◆ Pointing records:
◇ ◇ ◇

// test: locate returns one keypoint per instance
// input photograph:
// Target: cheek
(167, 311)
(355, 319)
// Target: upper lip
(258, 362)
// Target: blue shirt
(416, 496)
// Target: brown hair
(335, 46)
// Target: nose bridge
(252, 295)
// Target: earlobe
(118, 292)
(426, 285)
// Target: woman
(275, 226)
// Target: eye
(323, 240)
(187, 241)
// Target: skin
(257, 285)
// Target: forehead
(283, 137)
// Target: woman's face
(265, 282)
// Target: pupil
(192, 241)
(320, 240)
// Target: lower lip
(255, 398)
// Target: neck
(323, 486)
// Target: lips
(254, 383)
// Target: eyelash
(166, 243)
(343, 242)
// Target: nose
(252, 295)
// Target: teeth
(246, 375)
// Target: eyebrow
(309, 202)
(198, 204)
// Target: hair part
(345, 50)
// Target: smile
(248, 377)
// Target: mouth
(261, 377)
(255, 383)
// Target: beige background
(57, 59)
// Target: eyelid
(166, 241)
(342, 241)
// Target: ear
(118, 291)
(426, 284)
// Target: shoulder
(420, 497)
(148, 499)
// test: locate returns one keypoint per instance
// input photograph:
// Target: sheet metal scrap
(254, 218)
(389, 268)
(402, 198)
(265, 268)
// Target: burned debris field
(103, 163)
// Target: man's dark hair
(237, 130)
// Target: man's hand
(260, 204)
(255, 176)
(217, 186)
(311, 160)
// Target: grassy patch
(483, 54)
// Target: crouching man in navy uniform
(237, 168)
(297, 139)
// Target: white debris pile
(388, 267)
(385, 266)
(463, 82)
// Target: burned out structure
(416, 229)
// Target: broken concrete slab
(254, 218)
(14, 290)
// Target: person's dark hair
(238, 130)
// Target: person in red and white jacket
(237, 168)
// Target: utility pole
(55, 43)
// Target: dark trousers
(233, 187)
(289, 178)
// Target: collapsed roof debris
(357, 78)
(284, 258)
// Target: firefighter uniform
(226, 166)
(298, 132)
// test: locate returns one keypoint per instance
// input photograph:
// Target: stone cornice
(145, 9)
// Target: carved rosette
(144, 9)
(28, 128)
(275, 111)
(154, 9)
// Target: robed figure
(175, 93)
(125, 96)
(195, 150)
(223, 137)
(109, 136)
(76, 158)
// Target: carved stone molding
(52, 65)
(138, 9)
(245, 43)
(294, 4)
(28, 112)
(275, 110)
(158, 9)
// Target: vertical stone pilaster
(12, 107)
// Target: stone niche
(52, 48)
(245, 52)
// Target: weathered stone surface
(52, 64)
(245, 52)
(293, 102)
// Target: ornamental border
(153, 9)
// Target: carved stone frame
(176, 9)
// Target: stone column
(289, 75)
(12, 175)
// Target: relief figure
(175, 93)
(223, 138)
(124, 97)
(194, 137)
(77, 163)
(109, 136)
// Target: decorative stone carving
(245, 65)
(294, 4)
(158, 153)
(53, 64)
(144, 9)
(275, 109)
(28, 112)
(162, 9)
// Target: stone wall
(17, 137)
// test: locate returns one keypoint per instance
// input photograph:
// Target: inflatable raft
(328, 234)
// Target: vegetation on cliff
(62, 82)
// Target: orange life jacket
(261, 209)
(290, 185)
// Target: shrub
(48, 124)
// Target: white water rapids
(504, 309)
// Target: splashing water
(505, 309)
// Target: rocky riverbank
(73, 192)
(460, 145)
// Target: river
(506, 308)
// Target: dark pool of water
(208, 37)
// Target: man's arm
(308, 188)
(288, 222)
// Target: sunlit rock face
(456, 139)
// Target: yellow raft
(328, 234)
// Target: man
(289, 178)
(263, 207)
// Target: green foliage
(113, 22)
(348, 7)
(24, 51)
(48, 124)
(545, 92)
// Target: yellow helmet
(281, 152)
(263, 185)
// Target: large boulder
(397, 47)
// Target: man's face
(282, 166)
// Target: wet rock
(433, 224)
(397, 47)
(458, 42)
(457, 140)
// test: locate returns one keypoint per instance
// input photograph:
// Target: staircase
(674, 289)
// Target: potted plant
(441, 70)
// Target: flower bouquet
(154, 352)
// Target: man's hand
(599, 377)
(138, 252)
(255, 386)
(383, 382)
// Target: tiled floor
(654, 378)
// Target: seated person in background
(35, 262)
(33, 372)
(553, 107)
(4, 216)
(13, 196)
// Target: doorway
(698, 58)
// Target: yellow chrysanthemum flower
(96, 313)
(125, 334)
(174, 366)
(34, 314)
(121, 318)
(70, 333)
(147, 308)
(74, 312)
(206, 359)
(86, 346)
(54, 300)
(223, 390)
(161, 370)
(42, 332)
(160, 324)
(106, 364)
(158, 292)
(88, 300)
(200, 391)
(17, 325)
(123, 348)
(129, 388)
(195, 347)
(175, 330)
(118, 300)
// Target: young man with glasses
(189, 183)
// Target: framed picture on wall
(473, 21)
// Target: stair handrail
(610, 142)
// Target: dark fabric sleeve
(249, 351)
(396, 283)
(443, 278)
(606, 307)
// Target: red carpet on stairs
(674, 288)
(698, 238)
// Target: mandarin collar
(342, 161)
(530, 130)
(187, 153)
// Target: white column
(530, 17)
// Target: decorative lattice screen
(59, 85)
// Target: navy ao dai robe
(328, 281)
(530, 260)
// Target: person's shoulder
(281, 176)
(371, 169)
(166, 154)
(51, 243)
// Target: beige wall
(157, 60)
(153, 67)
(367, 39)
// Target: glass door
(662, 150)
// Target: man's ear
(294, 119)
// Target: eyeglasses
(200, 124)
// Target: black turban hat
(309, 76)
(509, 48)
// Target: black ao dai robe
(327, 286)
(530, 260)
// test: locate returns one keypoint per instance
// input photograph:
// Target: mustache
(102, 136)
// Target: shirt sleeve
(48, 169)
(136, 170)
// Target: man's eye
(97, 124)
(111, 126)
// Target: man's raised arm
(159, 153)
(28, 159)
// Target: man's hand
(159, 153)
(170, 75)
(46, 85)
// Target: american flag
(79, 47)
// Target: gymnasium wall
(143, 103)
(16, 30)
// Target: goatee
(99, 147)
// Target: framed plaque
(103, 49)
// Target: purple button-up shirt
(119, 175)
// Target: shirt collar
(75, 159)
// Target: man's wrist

◇ ◇ ◇

◆ THE PROBLEM:
All of the data needs to be reproduced exactly, with no line missing.

◆ ANSWER TO THE EXERCISE:
// test: locate returns one keypoint per instance
// input photograph:
// Target: cheek
(167, 311)
(355, 319)
// Target: upper lip
(258, 362)
// Target: blue shirt
(416, 496)
// Target: brown hair
(335, 46)
// Target: nose bridge
(252, 295)
// Target: earlobe
(118, 292)
(426, 285)
// Target: woman
(275, 226)
// Target: eye
(323, 240)
(187, 241)
// Target: skin
(257, 285)
// Target: forehead
(283, 137)
// Target: woman's face
(265, 282)
// Target: pupil
(192, 241)
(320, 240)
// Target: lower lip
(255, 398)
// Target: neck
(323, 486)
// Target: lips
(254, 383)
// Target: eyelash
(166, 243)
(343, 242)
// Target: nose
(252, 295)
// Target: teeth
(246, 375)
// Target: eyebrow
(309, 202)
(198, 204)
// Target: hair part
(345, 50)
// Target: smile
(248, 377)
// Target: mouth
(261, 377)
(255, 383)
// Target: beige background
(57, 59)
// Target: eyelid
(166, 241)
(342, 241)
// Target: ear
(118, 291)
(426, 284)
// Target: shoulder
(420, 497)
(148, 499)
// test: locate returns one keypoint per instance
// input photograph:
// Target: sheet metal scrap
(254, 218)
(389, 268)
(402, 198)
(265, 268)
// Target: burned debris field
(103, 163)
// Target: man's dark hair
(237, 130)
// Target: man's hand
(260, 204)
(255, 176)
(217, 186)
(311, 160)
// Target: grassy patch
(483, 54)
// Target: crouching man in navy uniform
(237, 168)
(297, 139)
// Target: white debris pile
(388, 267)
(385, 266)
(463, 82)
// Target: burned out structure
(416, 229)
// Target: broken concrete slab
(254, 218)
(14, 290)
// Target: person's dark hair
(238, 130)
// Target: person in red and white jacket
(237, 168)
// Target: utility pole
(55, 43)
// Target: dark trousers
(233, 187)
(289, 178)
// Target: collapsed roof debris
(357, 78)
(284, 258)
// Target: firefighter uniform
(226, 166)
(298, 132)
// test: locate returns one keypoint per instance
// input photograph:
// Target: stone cornice
(145, 9)
// Target: carved rosette
(144, 9)
(28, 128)
(275, 111)
(154, 9)
// Target: robed figure
(175, 93)
(125, 96)
(195, 150)
(223, 137)
(109, 136)
(76, 158)
// Target: carved stone molding
(52, 65)
(138, 9)
(245, 43)
(294, 4)
(28, 112)
(275, 110)
(158, 9)
// Target: vertical stone pilaster
(12, 107)
// Target: stone niche
(52, 48)
(245, 52)
// Target: weathered stone surface
(52, 64)
(245, 52)
(293, 102)
// Target: ornamental border
(153, 9)
// Target: carved stone frame
(176, 9)
// Target: stone column
(289, 75)
(12, 175)
// Target: relief figure
(175, 93)
(223, 138)
(124, 97)
(194, 137)
(77, 163)
(109, 136)
// Target: decorative stone carving
(245, 65)
(294, 4)
(158, 153)
(53, 64)
(144, 9)
(275, 109)
(28, 112)
(162, 9)
// Target: stone wall
(17, 137)
// test: locate returns one keypoint per instance
// input photograph:
// Target: inflatable raft
(328, 234)
// Target: vegetation on cliff
(62, 82)
// Target: orange life jacket
(261, 209)
(290, 185)
// Target: shrub
(48, 124)
// Target: white water rapids
(504, 309)
// Target: splashing water
(505, 309)
// Target: rocky riverbank
(73, 192)
(460, 145)
// Target: river
(506, 308)
// Target: dark pool of water
(208, 37)
// Target: man's arm
(308, 188)
(288, 222)
// Target: sunlit rock face
(456, 139)
// Target: yellow raft
(328, 234)
// Target: man
(289, 178)
(263, 207)
// Target: green foliage
(113, 22)
(348, 7)
(24, 51)
(48, 124)
(545, 92)
// Target: yellow helmet
(281, 152)
(263, 185)
// Target: large boulder
(397, 47)
// Target: man's face
(282, 166)
// Target: wet rock
(433, 224)
(397, 47)
(458, 42)
(457, 140)
// test: locate returns one keypoint per instance
// input photograph:
// Target: staircase
(674, 289)
// Target: potted plant
(441, 70)
// Target: flower bouquet
(154, 352)
// Target: man's hand
(599, 377)
(138, 252)
(255, 386)
(383, 382)
// Target: tiled floor
(654, 378)
// Target: seated person in background
(35, 262)
(33, 372)
(553, 107)
(4, 216)
(13, 196)
// Target: doorway
(698, 58)
// Target: yellow chrysanthemum flower
(96, 313)
(125, 334)
(174, 366)
(34, 314)
(121, 318)
(70, 333)
(147, 308)
(74, 312)
(206, 359)
(86, 346)
(54, 300)
(223, 390)
(161, 370)
(42, 332)
(160, 324)
(106, 364)
(158, 292)
(88, 300)
(200, 391)
(17, 325)
(123, 348)
(129, 388)
(195, 347)
(175, 330)
(118, 300)
// Target: young man with glasses
(189, 183)
// Target: framed picture on wall
(473, 21)
// Target: stair handrail
(610, 142)
// Target: dark fabric sleeve
(249, 351)
(396, 283)
(443, 278)
(606, 307)
// Target: red carpet on stairs
(674, 288)
(698, 238)
// Target: mandarin collar
(342, 161)
(530, 130)
(187, 153)
// Target: white column
(530, 17)
// Target: decorative lattice screen
(59, 85)
// Target: navy ao dai robe
(328, 281)
(530, 260)
// Target: person's shoulder
(281, 176)
(371, 169)
(166, 154)
(51, 243)
// Target: beige wall
(157, 60)
(153, 67)
(367, 39)
// Target: glass door
(662, 150)
// Target: man's ear
(294, 119)
// Target: eyeglasses
(200, 124)
// Target: black turban hat
(309, 76)
(509, 48)
// Target: black ao dai robe
(327, 286)
(530, 260)
// test: locate returns one keypoint per instance
// input photograph:
// Target: mustache
(102, 136)
// Target: shirt sleeve
(48, 169)
(136, 170)
// Target: man's eye
(97, 124)
(111, 126)
// Target: man's raised arm
(159, 153)
(28, 159)
// Target: man's hand
(159, 153)
(170, 75)
(46, 85)
// Target: american flag
(79, 47)
// Target: gymnasium wall
(143, 103)
(16, 30)
// Target: goatee
(99, 147)
// Target: framed plaque
(103, 49)
// Target: purple button-up shirt
(119, 175)
// Target: shirt collar
(75, 159)
// Target: man's wrist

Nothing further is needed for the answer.